EXERCISE INPUTS Start Marker

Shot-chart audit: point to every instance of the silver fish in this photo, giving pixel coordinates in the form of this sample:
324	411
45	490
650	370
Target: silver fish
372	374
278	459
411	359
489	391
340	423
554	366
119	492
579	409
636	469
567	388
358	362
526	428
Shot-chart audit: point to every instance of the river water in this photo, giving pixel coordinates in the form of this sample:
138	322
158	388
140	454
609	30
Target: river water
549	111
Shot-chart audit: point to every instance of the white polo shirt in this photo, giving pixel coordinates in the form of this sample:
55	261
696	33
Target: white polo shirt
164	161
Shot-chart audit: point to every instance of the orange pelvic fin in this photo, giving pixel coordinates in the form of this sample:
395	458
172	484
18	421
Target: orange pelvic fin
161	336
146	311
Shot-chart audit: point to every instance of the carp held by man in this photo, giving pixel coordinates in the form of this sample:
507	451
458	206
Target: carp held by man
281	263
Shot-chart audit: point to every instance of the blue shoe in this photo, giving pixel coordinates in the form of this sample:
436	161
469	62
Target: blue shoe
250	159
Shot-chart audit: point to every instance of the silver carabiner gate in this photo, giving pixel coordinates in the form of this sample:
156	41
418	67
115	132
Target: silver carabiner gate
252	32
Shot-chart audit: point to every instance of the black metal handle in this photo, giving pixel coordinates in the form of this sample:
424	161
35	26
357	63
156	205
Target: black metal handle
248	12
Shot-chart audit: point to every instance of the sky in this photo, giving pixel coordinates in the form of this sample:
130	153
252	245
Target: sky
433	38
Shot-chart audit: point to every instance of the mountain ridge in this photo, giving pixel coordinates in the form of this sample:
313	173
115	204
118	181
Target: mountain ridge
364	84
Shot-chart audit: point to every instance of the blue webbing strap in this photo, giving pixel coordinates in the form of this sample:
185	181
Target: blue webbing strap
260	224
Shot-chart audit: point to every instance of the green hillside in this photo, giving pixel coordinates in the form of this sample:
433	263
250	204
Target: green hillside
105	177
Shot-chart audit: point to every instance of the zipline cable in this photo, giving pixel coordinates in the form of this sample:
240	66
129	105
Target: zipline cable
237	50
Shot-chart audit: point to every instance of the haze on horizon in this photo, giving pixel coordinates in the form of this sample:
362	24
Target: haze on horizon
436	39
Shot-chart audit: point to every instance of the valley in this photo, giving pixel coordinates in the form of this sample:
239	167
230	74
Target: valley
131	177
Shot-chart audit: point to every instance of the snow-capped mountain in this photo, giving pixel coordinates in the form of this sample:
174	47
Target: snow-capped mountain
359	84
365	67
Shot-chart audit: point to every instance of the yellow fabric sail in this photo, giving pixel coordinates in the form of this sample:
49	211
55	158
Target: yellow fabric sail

EXERCISE INPUTS End Marker

» ASSIGNMENT
Restate the records word for word, leaving nothing out.

» RESPONSE
Shot-chart audit: point to every instance of the silver fish in this photo, giving pixel coordinates in the form of this sample:
324	411
45	490
650	370
Target: silver fish
372	374
278	459
411	359
489	391
340	423
554	366
119	492
579	409
636	469
567	388
358	362
526	428
Shot-chart audit: point to every instance of the river water in this photo, giving pixel coordinates in the form of this sample:
138	322
158	388
140	454
609	30
Target: river water
549	111
Shot-chart audit: point to every instance of the white polo shirt in this photo, giving pixel coordinates in the form of this sample:
55	261
696	33
Target: white polo shirt
164	161
Shot-chart audit: point to every instance of the orange pelvic fin in this photo, giving pixel coordinates in the form of this sample:
395	458
172	484
18	421
Target: orange pelvic fin
161	336
146	311
Shot-chart audit: point to every instance of the carp held by man in this photo, giving pixel coordinates in the form of this sample:
507	451
458	206
Target: carp held by man
281	263
Shot-chart audit: point to every instance of the blue shoe in this photo, giving pixel coordinates in the form of this sample:
436	161
469	62
Target: blue shoe
250	159
Shot-chart audit: point to every instance of the silver carabiner gate in this photo, giving pixel coordinates in the form of this sample:
156	41
418	67
115	132
Target: silver carabiner gate
252	32
Shot-chart audit: point to every instance of the black metal handle in this photo, giving pixel coordinates in the form of this sample:
424	161
35	26
357	63
156	205
Target: black metal handle
248	12
Shot-chart audit: point to every instance of the sky in this photo, giving pixel coordinates in the form of this sample:
130	153
252	245
Target: sky
433	38
Shot-chart audit: point to every instance of the mountain ridge in this photo, giving pixel coordinates in the form of this sample:
313	173
115	204
118	181
Target: mountain ridge
364	84
Shot-chart audit: point to every instance of the blue webbing strap in this photo, giving pixel coordinates in the form of this sample:
185	181
Target: blue webbing strap
260	224
Shot-chart audit: point to every instance of the green hillside in this photo, giving pixel coordinates in the form of this sample:
433	263
250	204
Target: green hillside
105	177
Shot-chart audit: point to every instance of the zipline cable in this photo, giving pixel coordinates in the form of this sample:
240	66
129	105
Target: zipline cable
237	50
Shot-chart audit: point to every instance of the haze on horizon in this photo, giving pixel coordinates in the form of this sample:
362	24
Target: haze on horizon
436	39
Shot-chart audit: point to every instance of the valley in this photo, giving pixel coordinates in the form of this sample:
239	167
230	74
Target: valley
131	177
Shot-chart audit: point to every instance of the snow-capped mountain in this photo, giving pixel coordinates in the form of this sample:
174	47
Target: snow-capped mountain
359	84
365	67
Shot-chart audit: point to every instance of the yellow fabric sail in this photo, giving pixel coordinates in the form of this sample:
49	211
55	158
Target: yellow fabric sail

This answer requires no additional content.